##### Extract

Of all the different time periods, contexts and stagings
into which William Shakespeare’s "Romeo and Juliet" has been
shoehorned over the years, the latest one, set in a private boys’ school
and retitled "R & J," is one that is genuinely perceptive
and persuasive. And unlike some productions that reek of mushy
sentimentality,
this one is extremely bracing. Yes, this is an all-male version, but
under Joe Calarco’s crisp direction, it is also as passionately acted
and as tragically and poignantly considered as any more traditional
staging.
The play opens with four prep-school students going through the highly
regimented mechanics of their daily class routine in an obviously
oppressive academic environment. Having bonded together in their joint
love of Shakespeare’s verse, they meet secretly to read aloud the
text of the play.
At first more playful than artful, they cautiously allow the characters
to take hold of them. It isn’t long before the boys find themselves
boisterously empowered, fueled by testosterone, and completely enthused
by their ability to become absorbed by the tragic drama, especially
the various psychosexual currents that connect Shakespeare’s characters.

##########
##### Data provided

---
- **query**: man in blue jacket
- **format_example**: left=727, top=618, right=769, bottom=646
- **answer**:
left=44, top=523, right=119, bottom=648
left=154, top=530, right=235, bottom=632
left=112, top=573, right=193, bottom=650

##########

— What you will do —
• A. Duplicate the passage from the theater review, starting with "The play opens" and going on through "of the play.".
• B. Using the theater review, decide whether each statement agrees with it, and support each yes or no with the deciding words quoted from the review: (i) The production is set in a private boys' school. (ii) The play opens with six prep-school students. (iii) The students read the play aloud openly during class.
The data entries have no part in what you are asked to do.

— Answers to the exercise —
• A.
The play opens with four prep-school students going through the highly
regimented mechanics of their daily class routine in an obviously
oppressive academic environment. Having bonded together in their joint
love of Shakespeare’s verse, they meet secretly to read aloud the
text of the play.

• B.
(i) Yes: "set in a private boys’ school"
(ii) No: "The play opens with four prep-school students"
(iii) No: "they meet secretly to read aloud the text of the play"